> 任务简述
请将下列全部各行逐字照录，图片一律略去不录。

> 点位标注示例
○ ○ ○
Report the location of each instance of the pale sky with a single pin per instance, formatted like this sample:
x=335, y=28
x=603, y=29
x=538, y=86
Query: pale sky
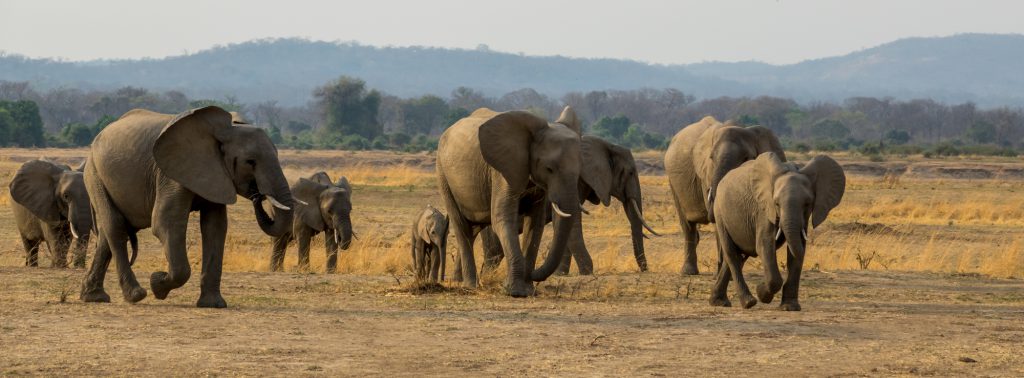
x=663, y=32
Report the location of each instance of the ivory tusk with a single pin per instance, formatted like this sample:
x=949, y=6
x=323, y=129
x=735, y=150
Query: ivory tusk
x=559, y=211
x=278, y=204
x=636, y=209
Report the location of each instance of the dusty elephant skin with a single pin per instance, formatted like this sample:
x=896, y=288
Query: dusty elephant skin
x=50, y=205
x=150, y=169
x=769, y=203
x=499, y=169
x=322, y=206
x=697, y=158
x=429, y=244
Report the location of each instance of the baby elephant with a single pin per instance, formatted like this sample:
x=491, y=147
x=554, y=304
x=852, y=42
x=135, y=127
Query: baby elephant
x=763, y=204
x=321, y=206
x=429, y=241
x=51, y=205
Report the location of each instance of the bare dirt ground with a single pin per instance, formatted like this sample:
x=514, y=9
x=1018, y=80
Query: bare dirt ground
x=920, y=308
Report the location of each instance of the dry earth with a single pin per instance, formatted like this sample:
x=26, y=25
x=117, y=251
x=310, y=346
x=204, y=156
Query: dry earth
x=936, y=297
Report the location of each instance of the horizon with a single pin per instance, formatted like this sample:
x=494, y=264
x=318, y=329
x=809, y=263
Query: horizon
x=773, y=33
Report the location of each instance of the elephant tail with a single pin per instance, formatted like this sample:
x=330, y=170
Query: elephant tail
x=133, y=240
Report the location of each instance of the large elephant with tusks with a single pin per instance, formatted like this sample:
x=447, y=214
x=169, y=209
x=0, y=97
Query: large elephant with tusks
x=151, y=169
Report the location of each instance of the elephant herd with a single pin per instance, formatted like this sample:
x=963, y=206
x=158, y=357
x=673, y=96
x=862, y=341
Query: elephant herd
x=502, y=176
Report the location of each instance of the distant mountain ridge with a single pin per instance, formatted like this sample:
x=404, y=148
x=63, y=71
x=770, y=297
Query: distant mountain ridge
x=984, y=69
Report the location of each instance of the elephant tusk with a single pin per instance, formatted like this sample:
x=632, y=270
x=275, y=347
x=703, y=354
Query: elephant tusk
x=278, y=204
x=636, y=209
x=559, y=211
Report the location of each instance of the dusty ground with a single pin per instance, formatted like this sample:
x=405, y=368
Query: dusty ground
x=948, y=318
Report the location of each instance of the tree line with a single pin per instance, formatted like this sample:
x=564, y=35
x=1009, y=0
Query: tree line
x=347, y=114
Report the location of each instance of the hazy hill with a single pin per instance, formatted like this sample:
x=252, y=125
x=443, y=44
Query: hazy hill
x=985, y=69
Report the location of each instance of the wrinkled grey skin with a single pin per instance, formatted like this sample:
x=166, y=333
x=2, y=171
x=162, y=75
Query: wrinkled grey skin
x=614, y=173
x=322, y=206
x=502, y=168
x=150, y=169
x=50, y=205
x=697, y=158
x=429, y=243
x=763, y=204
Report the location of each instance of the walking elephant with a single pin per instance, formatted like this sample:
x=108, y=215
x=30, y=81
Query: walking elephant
x=322, y=207
x=50, y=205
x=697, y=158
x=151, y=169
x=429, y=244
x=499, y=169
x=763, y=204
x=614, y=174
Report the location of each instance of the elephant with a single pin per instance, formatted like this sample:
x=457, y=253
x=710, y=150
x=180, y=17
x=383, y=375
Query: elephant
x=615, y=176
x=763, y=204
x=50, y=205
x=429, y=244
x=503, y=169
x=323, y=206
x=697, y=158
x=151, y=169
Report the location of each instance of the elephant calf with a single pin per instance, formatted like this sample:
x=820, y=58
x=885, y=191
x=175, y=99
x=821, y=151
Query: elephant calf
x=322, y=206
x=429, y=242
x=50, y=205
x=763, y=204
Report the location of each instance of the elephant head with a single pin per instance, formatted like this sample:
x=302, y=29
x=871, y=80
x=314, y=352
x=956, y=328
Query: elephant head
x=526, y=149
x=53, y=193
x=330, y=206
x=217, y=158
x=730, y=147
x=613, y=173
x=794, y=199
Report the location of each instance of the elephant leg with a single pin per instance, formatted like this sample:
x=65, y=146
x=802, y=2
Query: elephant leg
x=735, y=264
x=691, y=237
x=92, y=287
x=303, y=238
x=332, y=251
x=213, y=225
x=31, y=251
x=791, y=290
x=278, y=255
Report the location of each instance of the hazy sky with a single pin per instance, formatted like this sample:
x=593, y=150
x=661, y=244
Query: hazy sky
x=666, y=32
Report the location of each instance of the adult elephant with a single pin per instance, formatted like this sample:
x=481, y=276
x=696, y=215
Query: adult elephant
x=323, y=207
x=499, y=168
x=613, y=172
x=50, y=205
x=697, y=158
x=151, y=169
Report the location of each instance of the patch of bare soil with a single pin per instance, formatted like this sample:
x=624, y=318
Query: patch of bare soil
x=853, y=324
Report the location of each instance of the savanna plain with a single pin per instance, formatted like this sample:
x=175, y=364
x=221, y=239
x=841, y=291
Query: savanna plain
x=916, y=273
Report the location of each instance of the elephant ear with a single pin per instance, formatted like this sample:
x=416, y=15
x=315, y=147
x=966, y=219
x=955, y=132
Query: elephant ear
x=569, y=119
x=596, y=171
x=767, y=141
x=321, y=177
x=505, y=140
x=308, y=191
x=34, y=187
x=765, y=169
x=829, y=183
x=187, y=152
○ ○ ○
> 本题解答
Report the location of each instance of the pale sky with a single pin per instance, formatted like this sample:
x=335, y=28
x=603, y=29
x=538, y=86
Query: pale sky
x=663, y=32
Report the location of each instance of the ivory tusk with a single pin per instance, formatted like this sample:
x=949, y=6
x=323, y=129
x=735, y=150
Query: ivory tusk
x=559, y=211
x=278, y=204
x=636, y=209
Report the location of each instance of the dusty elephant skin with a single pin per instance, formatted like this sample:
x=896, y=288
Query: dusty elephant skin
x=50, y=205
x=150, y=169
x=769, y=203
x=499, y=169
x=322, y=206
x=697, y=158
x=429, y=244
Report the location of each instance of the baby elephant with a single pin per instance, formatted like this sample:
x=491, y=147
x=554, y=304
x=852, y=42
x=135, y=127
Query: baby elephant
x=763, y=204
x=321, y=206
x=429, y=241
x=51, y=205
Report the location of each instance of the bare dirt ground with a single pin per instance, formatted like this sample:
x=514, y=9
x=1018, y=80
Query: bare dirt ground
x=920, y=308
Report the location of each instance of the dry earth with a single pin per instance, formatted like this sample:
x=26, y=25
x=117, y=251
x=310, y=346
x=204, y=156
Query: dry earth
x=936, y=297
Report the location of each instance of the horizon with a single pin per instance, formatted like this sample:
x=494, y=264
x=318, y=329
x=809, y=263
Query: horizon
x=773, y=33
Report the location of each instance of the elephant tail with a single pin per instance, formatted like this sample:
x=330, y=170
Query: elephant tail
x=133, y=240
Report the location of each instance of the large elephant with tusks with a single pin per instance, formatted like this sample:
x=447, y=214
x=169, y=209
x=0, y=97
Query: large elephant with tusks
x=151, y=169
Report the location of each instance of the elephant herd with a single pin per instance, formatted like this sample:
x=963, y=206
x=158, y=357
x=673, y=96
x=862, y=341
Query: elephant herd
x=502, y=176
Report the location of each instance of the distant mountain ridge with a single pin per instance, formatted like this sample:
x=404, y=148
x=63, y=71
x=770, y=297
Query: distant mountain ridge
x=984, y=69
Report the location of each instance of the elephant tusk with a single pin per instance, formatted like this sample:
x=632, y=270
x=275, y=347
x=703, y=354
Query: elephant tusk
x=278, y=204
x=636, y=209
x=559, y=211
Report the location of each instance of the dusty ground with a single pin per instance, formatted like this sample:
x=405, y=368
Query: dusty ground
x=948, y=318
Report the location of each instance of the tree line with a single pin per instance, formatted like this sample:
x=564, y=35
x=1009, y=0
Query: tree line
x=347, y=114
Report the location of each instance of the hazy hill with a single pin per instance, formatted like this sample:
x=252, y=125
x=443, y=44
Query: hazy hill
x=985, y=69
Report the location of each instance of the wrinkled grey skin with a single pin per instance, formatted like this sample:
x=166, y=333
x=2, y=171
x=162, y=75
Query: wrinkled grey skin
x=614, y=173
x=322, y=206
x=502, y=168
x=150, y=169
x=50, y=205
x=697, y=158
x=429, y=243
x=763, y=204
Report the location of each instance of the walking elephant with a single pin per instance, formatted like this sample:
x=108, y=215
x=30, y=81
Query: walking elephant
x=322, y=207
x=50, y=205
x=697, y=158
x=151, y=169
x=429, y=244
x=499, y=169
x=763, y=204
x=614, y=174
Report the location of each instance of the elephant with a single pin per instance, formatted like this sample:
x=457, y=253
x=710, y=150
x=180, y=17
x=383, y=375
Query: elephant
x=615, y=176
x=763, y=204
x=50, y=205
x=429, y=244
x=503, y=169
x=323, y=206
x=697, y=158
x=151, y=169
Report the location of each instance of the elephant calf with a single pin per instance, formatted like this sample:
x=820, y=58
x=885, y=191
x=175, y=99
x=821, y=151
Query: elephant calf
x=322, y=206
x=429, y=242
x=50, y=205
x=763, y=204
Report the location of each instance of the elephant head with a single pin per instance, formatted like this sample:
x=302, y=29
x=871, y=80
x=314, y=352
x=956, y=328
Query: elephant head
x=526, y=149
x=53, y=193
x=330, y=206
x=217, y=158
x=730, y=147
x=613, y=173
x=794, y=199
Report the location of each instance of the elephant leg with a single pin per instance, formatted like this sample:
x=65, y=146
x=802, y=2
Query: elephant leg
x=735, y=264
x=691, y=237
x=92, y=287
x=303, y=238
x=332, y=251
x=213, y=225
x=31, y=251
x=791, y=290
x=278, y=255
Report the location of each instance of the hazy sky with a single pin per instance, formatted like this sample:
x=593, y=150
x=661, y=244
Query: hazy sky
x=666, y=32
Report the location of each instance of the adult elephant with a single pin per instance, formatted like this sample:
x=481, y=276
x=696, y=215
Query: adult elephant
x=323, y=207
x=499, y=168
x=613, y=172
x=50, y=205
x=697, y=158
x=151, y=169
Report the location of each instance of the patch of bare soil with a single pin per instance, formatted like this sample:
x=624, y=318
Query: patch of bare soil
x=853, y=324
Report the location of each instance of the savanna plain with a single pin per instance, formatted like this sample:
x=175, y=364
x=221, y=239
x=841, y=291
Query: savanna plain
x=916, y=273
Report the location of each instance of the elephant ear with a single pin per instance, formatted like this sample:
x=416, y=15
x=315, y=147
x=966, y=219
x=955, y=132
Query: elephant ear
x=569, y=119
x=596, y=171
x=767, y=141
x=321, y=177
x=505, y=140
x=308, y=191
x=34, y=187
x=765, y=169
x=829, y=183
x=187, y=152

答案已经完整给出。